Object location annotation data

####################

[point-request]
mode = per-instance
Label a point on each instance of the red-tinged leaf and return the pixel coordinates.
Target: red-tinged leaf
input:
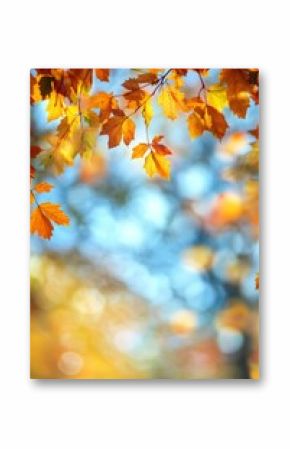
(128, 129)
(34, 151)
(139, 150)
(53, 212)
(102, 74)
(40, 224)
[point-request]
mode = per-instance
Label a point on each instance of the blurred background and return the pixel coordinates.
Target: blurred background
(153, 278)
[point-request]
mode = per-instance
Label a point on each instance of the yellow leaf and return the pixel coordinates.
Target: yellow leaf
(148, 111)
(156, 163)
(216, 96)
(195, 125)
(171, 101)
(139, 150)
(103, 74)
(239, 104)
(128, 130)
(55, 106)
(43, 187)
(216, 123)
(85, 141)
(53, 212)
(40, 224)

####################

EXERCISE: Rewrite all the rows above as a two-column CSV with the headers input and output, one line per row. Put each row's text and its answer in a separate quoted field with line breaks replaced by spaces, and leave the pictures out.

WRITTEN SOLUTION:
input,output
"[point-request] mode = per-instance Label a point on each instance of the red-tinged leaf and return the pixel coordinates. Target: red-tinged leaf input:","(128, 129) (34, 151) (139, 150) (53, 212) (102, 74) (40, 224)"
"[point-request] mode = per-instance Label a point on each instance of the blurred background and return the pixel coordinates. Target: blurred background","(153, 278)"
"[point-request] mode = per-instance Label a point on each instance of the yellow leaf and return the pixel coordinates. Target: yellow leaf","(148, 111) (156, 163) (216, 96) (195, 125) (171, 101) (139, 150) (103, 74) (239, 104) (128, 130) (55, 106) (43, 187) (216, 123) (85, 141) (53, 212) (40, 224)"